→ Data supplied:
:::

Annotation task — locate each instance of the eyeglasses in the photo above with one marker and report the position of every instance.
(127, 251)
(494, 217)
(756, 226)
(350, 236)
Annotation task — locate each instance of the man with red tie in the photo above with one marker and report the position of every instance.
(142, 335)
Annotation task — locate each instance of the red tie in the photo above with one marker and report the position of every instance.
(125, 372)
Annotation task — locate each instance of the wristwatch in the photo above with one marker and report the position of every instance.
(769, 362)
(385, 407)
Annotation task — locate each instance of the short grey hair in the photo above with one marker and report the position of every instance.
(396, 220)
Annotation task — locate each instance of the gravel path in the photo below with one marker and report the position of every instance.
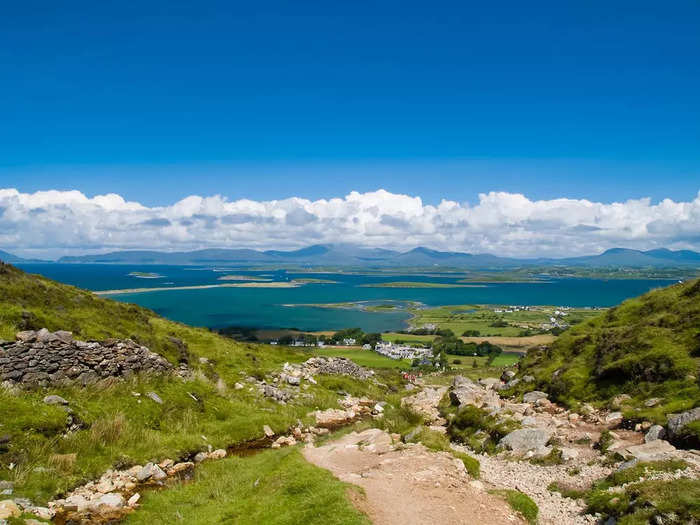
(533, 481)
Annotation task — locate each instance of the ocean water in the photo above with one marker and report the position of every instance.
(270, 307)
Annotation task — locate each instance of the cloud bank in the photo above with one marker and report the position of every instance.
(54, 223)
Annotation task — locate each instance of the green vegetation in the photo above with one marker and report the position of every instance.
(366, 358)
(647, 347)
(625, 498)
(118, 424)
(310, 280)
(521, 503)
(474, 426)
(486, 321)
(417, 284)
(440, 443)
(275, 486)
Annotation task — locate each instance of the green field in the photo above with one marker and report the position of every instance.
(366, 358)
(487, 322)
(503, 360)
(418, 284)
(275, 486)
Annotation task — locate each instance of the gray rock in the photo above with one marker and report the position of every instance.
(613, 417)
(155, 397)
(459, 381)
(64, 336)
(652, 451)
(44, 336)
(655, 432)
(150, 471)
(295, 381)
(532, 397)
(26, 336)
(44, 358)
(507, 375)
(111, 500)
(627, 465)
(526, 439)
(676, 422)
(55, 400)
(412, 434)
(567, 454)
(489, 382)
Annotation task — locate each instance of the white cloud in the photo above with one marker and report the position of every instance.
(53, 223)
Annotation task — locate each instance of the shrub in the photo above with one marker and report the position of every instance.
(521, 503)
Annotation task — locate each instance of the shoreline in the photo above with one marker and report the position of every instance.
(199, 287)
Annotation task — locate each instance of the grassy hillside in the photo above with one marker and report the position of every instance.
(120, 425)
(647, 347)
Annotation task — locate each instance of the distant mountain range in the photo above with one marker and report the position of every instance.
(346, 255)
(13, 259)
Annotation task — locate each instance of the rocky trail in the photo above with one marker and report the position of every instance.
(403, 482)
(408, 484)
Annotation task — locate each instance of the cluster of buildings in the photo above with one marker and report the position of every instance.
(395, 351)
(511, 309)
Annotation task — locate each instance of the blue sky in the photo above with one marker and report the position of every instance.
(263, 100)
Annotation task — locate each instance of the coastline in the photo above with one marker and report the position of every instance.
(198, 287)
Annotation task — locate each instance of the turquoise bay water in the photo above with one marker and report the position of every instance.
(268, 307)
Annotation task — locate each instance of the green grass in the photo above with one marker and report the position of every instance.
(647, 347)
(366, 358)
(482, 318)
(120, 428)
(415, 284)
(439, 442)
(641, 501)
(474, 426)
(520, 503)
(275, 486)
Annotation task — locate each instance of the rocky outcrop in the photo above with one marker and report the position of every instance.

:::

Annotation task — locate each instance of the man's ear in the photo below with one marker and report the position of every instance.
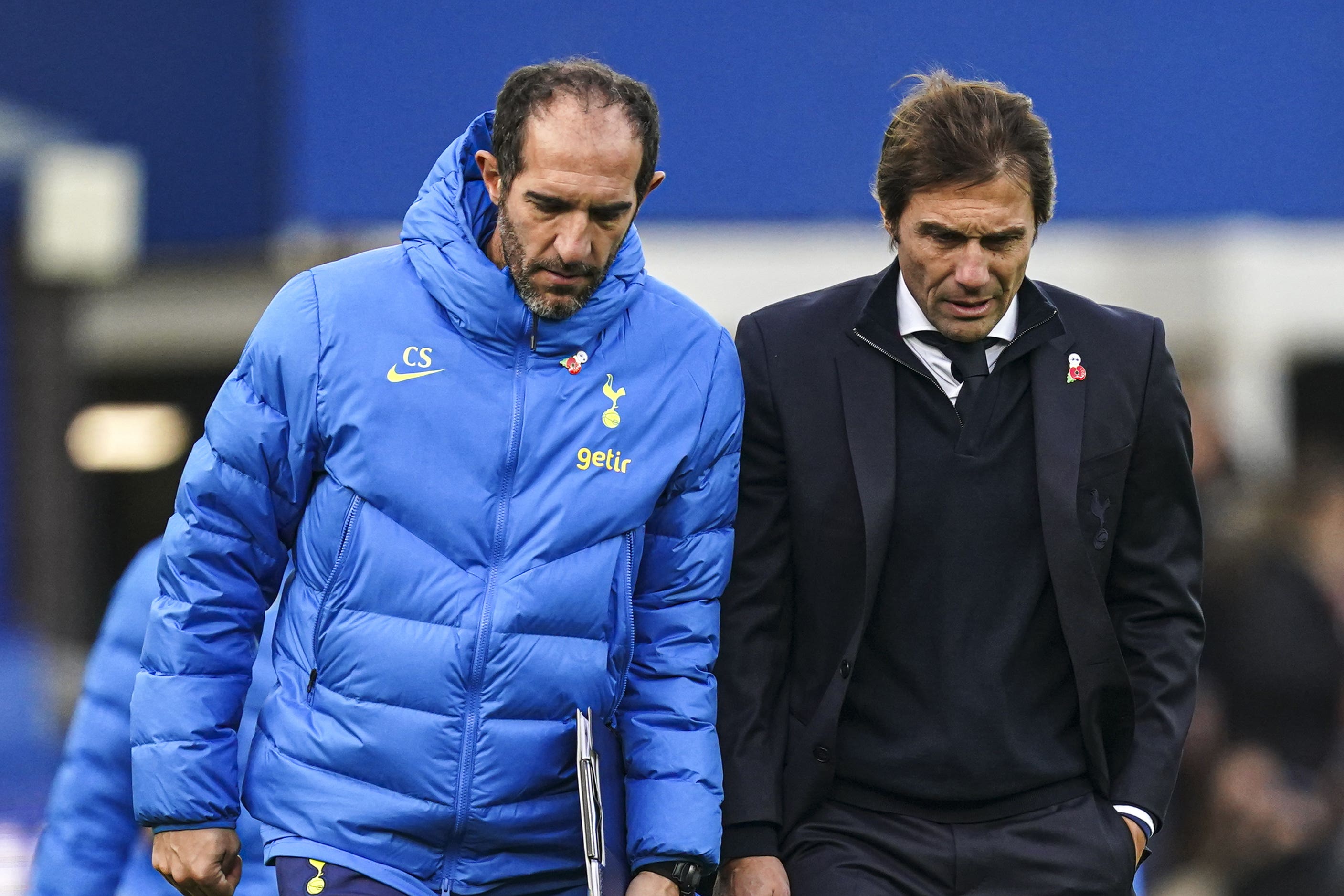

:::

→ Your objective: Take the lines above from the one containing "Annotation task — locate each instance of the cluster" to the one containing "Annotation task — locate each instance of the rocky outcrop" and retype them exactly, both ends included, with nothing added.

→ Answer for this exercise:
Annotation task — locate each instance of the cluster of buildings in the photo above with one marker and report the position of every instance.
(395, 351)
(511, 309)
Annotation task — locate each instance of the blue sky in the photo above with one marker and report the position of every instance.
(263, 100)
Annotation task — locate each instance of the coastline in the photo above with one marker and report the position of every instance.
(198, 287)
Annotation task — locate each instance of the turquoise bay water in the photo above with one marker and report the position of every instance.
(268, 307)
Annotation task — locate each instance of the green grass in the photo above with one marker and report the position of every instance.
(647, 347)
(366, 358)
(482, 318)
(120, 428)
(415, 284)
(439, 442)
(641, 501)
(474, 426)
(520, 503)
(275, 486)
Annotation task — locate each instance of the rocky outcrop in the photo above with one marker and report the position of every instance.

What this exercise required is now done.